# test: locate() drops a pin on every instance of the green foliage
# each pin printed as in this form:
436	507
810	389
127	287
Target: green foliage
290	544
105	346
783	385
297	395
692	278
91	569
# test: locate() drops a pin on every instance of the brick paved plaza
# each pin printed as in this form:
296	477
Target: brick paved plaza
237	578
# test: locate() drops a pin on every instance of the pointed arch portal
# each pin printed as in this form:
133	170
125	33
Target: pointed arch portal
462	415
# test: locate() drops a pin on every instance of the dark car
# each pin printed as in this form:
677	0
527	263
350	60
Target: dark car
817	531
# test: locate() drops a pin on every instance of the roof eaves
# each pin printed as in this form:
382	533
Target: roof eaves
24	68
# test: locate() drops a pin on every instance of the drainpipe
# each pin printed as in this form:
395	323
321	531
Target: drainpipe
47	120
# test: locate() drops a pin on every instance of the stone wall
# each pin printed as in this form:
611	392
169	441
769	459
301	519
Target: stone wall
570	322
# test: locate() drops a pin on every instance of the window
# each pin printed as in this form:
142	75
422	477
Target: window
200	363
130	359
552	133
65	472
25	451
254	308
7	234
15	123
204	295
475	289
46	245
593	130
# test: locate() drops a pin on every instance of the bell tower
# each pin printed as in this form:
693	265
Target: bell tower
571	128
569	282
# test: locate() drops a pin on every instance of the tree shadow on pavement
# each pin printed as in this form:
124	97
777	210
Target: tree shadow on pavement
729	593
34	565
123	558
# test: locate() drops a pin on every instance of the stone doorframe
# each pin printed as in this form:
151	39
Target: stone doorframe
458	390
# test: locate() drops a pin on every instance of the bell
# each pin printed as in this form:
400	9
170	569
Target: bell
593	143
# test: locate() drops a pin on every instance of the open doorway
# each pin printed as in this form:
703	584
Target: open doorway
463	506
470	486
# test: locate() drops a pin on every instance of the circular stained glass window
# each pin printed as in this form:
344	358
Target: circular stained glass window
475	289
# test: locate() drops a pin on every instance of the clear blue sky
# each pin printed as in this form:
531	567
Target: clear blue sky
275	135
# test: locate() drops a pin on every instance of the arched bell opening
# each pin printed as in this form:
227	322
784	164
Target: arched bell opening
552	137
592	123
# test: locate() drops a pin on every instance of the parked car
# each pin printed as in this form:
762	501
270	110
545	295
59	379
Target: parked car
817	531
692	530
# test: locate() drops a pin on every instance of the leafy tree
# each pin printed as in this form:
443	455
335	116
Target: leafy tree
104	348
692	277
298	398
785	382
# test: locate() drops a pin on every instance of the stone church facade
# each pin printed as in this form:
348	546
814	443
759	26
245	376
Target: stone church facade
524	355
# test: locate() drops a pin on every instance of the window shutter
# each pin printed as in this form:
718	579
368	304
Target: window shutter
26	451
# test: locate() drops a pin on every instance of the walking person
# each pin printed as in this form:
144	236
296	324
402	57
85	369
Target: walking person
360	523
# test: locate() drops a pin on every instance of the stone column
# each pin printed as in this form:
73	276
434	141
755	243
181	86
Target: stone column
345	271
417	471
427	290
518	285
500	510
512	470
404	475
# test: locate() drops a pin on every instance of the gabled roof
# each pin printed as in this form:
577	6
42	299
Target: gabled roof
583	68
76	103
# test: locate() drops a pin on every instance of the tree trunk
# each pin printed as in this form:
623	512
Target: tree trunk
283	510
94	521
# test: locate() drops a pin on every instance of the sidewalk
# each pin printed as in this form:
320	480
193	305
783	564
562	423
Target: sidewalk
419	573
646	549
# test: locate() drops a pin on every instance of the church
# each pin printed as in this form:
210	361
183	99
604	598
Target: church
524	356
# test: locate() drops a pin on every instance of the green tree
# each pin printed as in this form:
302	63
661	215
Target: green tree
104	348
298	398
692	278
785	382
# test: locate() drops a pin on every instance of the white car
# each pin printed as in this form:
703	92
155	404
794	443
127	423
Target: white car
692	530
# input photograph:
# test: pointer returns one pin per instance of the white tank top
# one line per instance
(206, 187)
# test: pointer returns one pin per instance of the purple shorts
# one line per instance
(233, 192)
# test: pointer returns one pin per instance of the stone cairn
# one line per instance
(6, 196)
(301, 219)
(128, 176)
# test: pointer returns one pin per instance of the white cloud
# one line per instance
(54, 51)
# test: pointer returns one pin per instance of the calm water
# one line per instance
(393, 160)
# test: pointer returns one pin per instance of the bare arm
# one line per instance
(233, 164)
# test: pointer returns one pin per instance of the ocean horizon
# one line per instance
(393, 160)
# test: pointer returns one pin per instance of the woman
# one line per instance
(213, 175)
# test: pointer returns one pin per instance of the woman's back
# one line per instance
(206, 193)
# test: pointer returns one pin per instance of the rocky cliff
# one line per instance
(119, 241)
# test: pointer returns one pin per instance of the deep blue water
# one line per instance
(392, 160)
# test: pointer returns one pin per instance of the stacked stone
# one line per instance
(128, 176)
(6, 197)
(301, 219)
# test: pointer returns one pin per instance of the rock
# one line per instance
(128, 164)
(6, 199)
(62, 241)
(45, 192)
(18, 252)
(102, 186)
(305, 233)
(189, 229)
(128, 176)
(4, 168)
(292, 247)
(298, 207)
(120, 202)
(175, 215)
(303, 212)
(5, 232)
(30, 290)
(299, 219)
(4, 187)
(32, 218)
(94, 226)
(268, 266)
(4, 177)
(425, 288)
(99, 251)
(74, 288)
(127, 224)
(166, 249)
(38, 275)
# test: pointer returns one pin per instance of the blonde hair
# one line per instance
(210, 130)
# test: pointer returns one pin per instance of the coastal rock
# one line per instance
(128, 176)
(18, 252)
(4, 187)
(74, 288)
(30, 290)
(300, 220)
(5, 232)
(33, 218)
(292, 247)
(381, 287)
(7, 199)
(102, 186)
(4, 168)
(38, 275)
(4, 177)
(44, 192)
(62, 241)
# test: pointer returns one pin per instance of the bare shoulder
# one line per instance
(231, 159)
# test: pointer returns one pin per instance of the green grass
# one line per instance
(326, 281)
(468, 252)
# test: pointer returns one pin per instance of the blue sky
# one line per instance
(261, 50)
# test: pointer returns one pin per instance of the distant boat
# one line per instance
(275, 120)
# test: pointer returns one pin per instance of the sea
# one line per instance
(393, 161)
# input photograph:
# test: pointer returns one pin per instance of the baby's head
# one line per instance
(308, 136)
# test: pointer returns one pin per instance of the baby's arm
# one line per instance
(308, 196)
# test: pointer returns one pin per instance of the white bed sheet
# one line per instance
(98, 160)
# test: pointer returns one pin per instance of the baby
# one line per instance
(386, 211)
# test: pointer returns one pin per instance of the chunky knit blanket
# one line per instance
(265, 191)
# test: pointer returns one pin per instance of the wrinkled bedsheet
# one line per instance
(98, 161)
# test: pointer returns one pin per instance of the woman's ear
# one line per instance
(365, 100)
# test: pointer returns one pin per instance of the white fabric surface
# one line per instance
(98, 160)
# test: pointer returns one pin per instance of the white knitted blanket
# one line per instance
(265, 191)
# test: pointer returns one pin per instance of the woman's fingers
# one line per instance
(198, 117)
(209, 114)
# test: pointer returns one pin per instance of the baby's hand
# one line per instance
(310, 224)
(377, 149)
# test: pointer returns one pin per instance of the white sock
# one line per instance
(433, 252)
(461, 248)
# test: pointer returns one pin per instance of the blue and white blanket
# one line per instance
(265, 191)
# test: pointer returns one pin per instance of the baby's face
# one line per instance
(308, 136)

----

PROBLEM STATEMENT
A single number is the answer: the number of lines in the entries that contain "woman".

EXERCISE RESPONSE
4